(Records from a dataset)
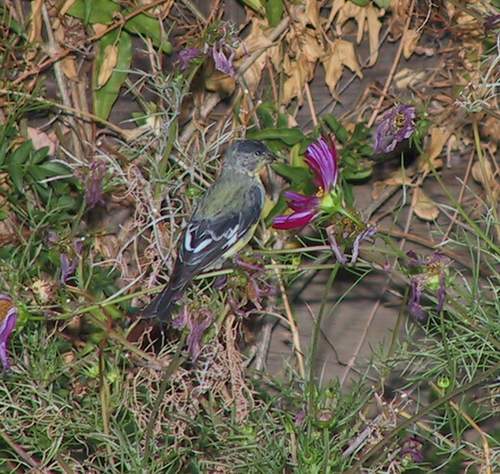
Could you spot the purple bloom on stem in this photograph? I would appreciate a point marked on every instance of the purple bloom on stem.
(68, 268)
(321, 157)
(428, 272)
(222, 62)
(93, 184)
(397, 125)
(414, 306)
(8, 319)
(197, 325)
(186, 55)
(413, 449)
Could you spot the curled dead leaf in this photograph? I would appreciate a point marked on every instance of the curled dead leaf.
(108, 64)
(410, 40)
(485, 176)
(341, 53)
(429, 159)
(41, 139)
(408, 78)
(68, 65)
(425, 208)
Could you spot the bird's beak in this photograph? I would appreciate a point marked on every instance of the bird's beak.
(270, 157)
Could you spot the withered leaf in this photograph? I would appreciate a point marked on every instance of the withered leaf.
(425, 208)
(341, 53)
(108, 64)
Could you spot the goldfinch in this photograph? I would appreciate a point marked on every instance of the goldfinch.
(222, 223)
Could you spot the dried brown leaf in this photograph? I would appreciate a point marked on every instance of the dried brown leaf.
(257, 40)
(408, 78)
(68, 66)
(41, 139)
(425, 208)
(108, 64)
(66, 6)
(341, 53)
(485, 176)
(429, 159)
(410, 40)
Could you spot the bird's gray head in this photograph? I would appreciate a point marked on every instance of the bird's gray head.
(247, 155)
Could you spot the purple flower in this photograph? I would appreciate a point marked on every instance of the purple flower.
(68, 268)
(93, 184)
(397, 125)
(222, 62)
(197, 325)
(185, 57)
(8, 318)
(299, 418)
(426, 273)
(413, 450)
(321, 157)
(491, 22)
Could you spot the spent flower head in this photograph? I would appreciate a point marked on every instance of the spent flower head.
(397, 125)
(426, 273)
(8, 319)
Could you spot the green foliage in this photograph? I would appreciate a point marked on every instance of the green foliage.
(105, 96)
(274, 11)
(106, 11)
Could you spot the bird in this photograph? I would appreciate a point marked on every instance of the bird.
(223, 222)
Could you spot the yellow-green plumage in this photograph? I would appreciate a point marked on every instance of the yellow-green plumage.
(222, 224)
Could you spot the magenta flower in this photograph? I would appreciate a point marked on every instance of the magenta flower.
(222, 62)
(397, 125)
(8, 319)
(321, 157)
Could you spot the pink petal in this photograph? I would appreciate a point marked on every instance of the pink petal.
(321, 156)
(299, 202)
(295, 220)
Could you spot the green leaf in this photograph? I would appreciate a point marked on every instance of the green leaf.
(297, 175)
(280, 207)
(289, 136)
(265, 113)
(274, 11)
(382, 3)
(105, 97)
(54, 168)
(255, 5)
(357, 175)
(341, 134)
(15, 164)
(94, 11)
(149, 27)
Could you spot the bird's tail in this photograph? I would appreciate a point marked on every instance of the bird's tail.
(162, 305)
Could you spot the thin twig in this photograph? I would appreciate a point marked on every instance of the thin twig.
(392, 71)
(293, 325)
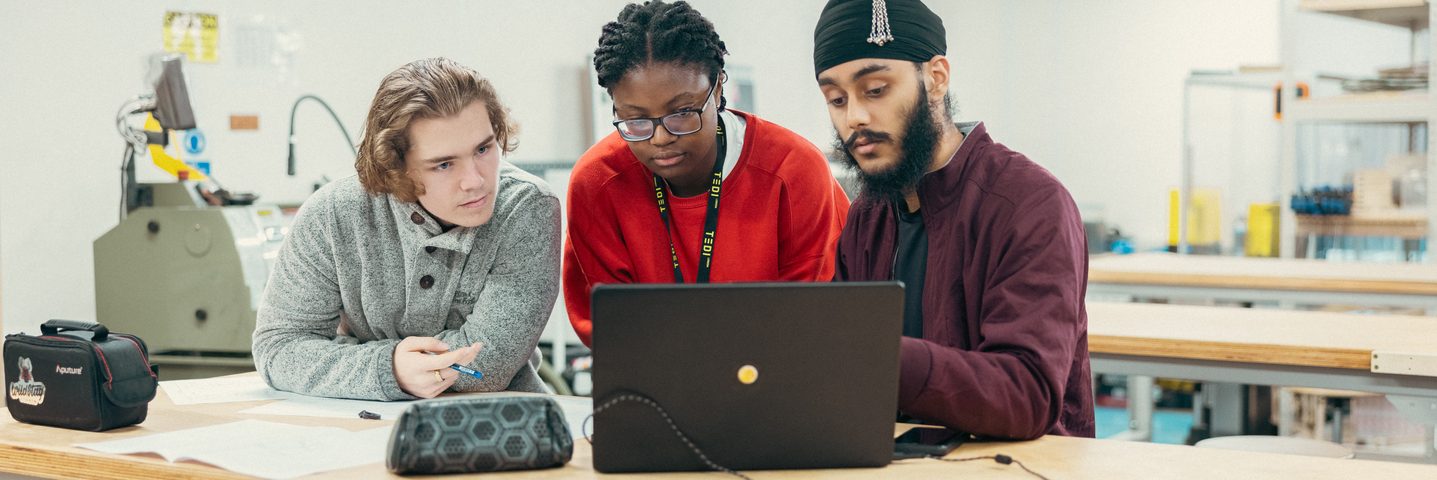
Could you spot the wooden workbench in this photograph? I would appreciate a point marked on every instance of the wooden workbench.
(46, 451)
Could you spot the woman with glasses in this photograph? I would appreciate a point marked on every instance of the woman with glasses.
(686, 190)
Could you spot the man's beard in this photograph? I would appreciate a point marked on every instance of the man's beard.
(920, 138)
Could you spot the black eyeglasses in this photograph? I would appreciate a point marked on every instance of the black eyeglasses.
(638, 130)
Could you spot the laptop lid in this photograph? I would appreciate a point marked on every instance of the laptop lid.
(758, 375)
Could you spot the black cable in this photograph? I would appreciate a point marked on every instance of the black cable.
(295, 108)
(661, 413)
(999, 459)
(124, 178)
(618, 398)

**Task description**
The entries are to be transcribed word for word, without their images.

**Solution to this exercise**
Could you spot the purple bloom on stem in this photograph? I would appreciate a point marked on every instance of the purple bloom on stem.
(68, 268)
(321, 157)
(428, 272)
(222, 62)
(93, 184)
(397, 125)
(414, 306)
(8, 319)
(197, 325)
(186, 55)
(413, 449)
Could you spot the curled dead leaf in this photograph? I would appreciate a point marked on every instance of the curled dead leaf.
(108, 64)
(410, 40)
(485, 176)
(341, 53)
(429, 159)
(41, 139)
(408, 78)
(68, 65)
(425, 208)
Could you spot the bird's beak in this photograph? I would appreciate a point marked on every instance of the bird's beak.
(270, 157)
Could you spot the withered leaf in this photograph? I would appreciate a point marked on every instance of the withered leaf.
(425, 208)
(341, 53)
(108, 64)
Could you spot the goldfinch in this photograph? I would appreciate a point marked on every instance of the goldfinch.
(222, 223)
Could you spot the dried brown leaf in this photograph? I would appreciate a point marked on every instance of the dried brown leaf.
(257, 40)
(408, 78)
(68, 66)
(41, 139)
(425, 208)
(108, 64)
(66, 6)
(341, 53)
(485, 176)
(429, 159)
(410, 40)
Could you spot the bird's gray head in this photograph? I would appreciate a point marked on every instance of the bird's gray head.
(247, 155)
Could you spot the purple flower in this photograph? I would appreciate a point marked on every instance of the purple flower.
(68, 268)
(93, 184)
(397, 125)
(222, 62)
(197, 325)
(185, 57)
(8, 318)
(299, 418)
(426, 273)
(413, 450)
(321, 157)
(491, 22)
Could you spot the spent flower head in this photograph? I would appreciate a point marked on every instance of the spent flower head.
(397, 125)
(426, 273)
(8, 319)
Could you spot the green foliage in this photograph? I would appreciate a point marked on every instance of the green foliage.
(105, 96)
(274, 11)
(106, 11)
Could you spot the bird in this photograph? I would appreciate a point marked on every instance of the bird.
(223, 222)
Could you spot the yellow-green plumage in this photograph? I would appreciate a point marked on every instance of the yellow-green plumage.
(222, 224)
Could you spot the magenta flower in this photograph? I would appreciate a point marked on every instance of the magenta flower.
(222, 62)
(397, 125)
(8, 319)
(321, 157)
Could you spot the pink petal in this photograph? I would appreciate a point marked on every instance of the pink petal.
(321, 156)
(299, 202)
(295, 220)
Could you spot the green leaf in this photograph? I would appreciate a point marked on every instance of the green leaf.
(297, 175)
(280, 207)
(289, 136)
(265, 113)
(274, 11)
(382, 3)
(105, 97)
(54, 168)
(255, 5)
(357, 175)
(341, 134)
(15, 164)
(94, 11)
(149, 27)
Could you spot the bird's tail in this photograph? I would appreciate a point marked on every instance of the bird's tail.
(162, 305)
Could you spot the thin twig in this photograph? I would appreciate a point marked on every instance of the thin twig.
(392, 71)
(293, 325)
Could you spot the wooden workbench in this photograph? I would appreciate a point marked on every instance of the wooden workbench.
(46, 451)
Could you spot the woman with glasses in this photograph? I would appreciate a point marked on every instance of the woman with glasses.
(686, 190)
Could you spot the man's beard in this photograph? I would appreciate a point marked on every instance of the man's beard.
(920, 138)
Could you spot the black eyeglasses in this photograph? I would appreciate a point marked on every instance of the black eyeglasses.
(638, 130)
Could you spot the laptop lid in this photograph? I would appreciate a point marked on every instance of the laptop lid.
(758, 375)
Could you spot the black cable in this photograph? I would appreciate a point marked on every instance of the black cable.
(295, 108)
(661, 413)
(999, 459)
(124, 178)
(618, 398)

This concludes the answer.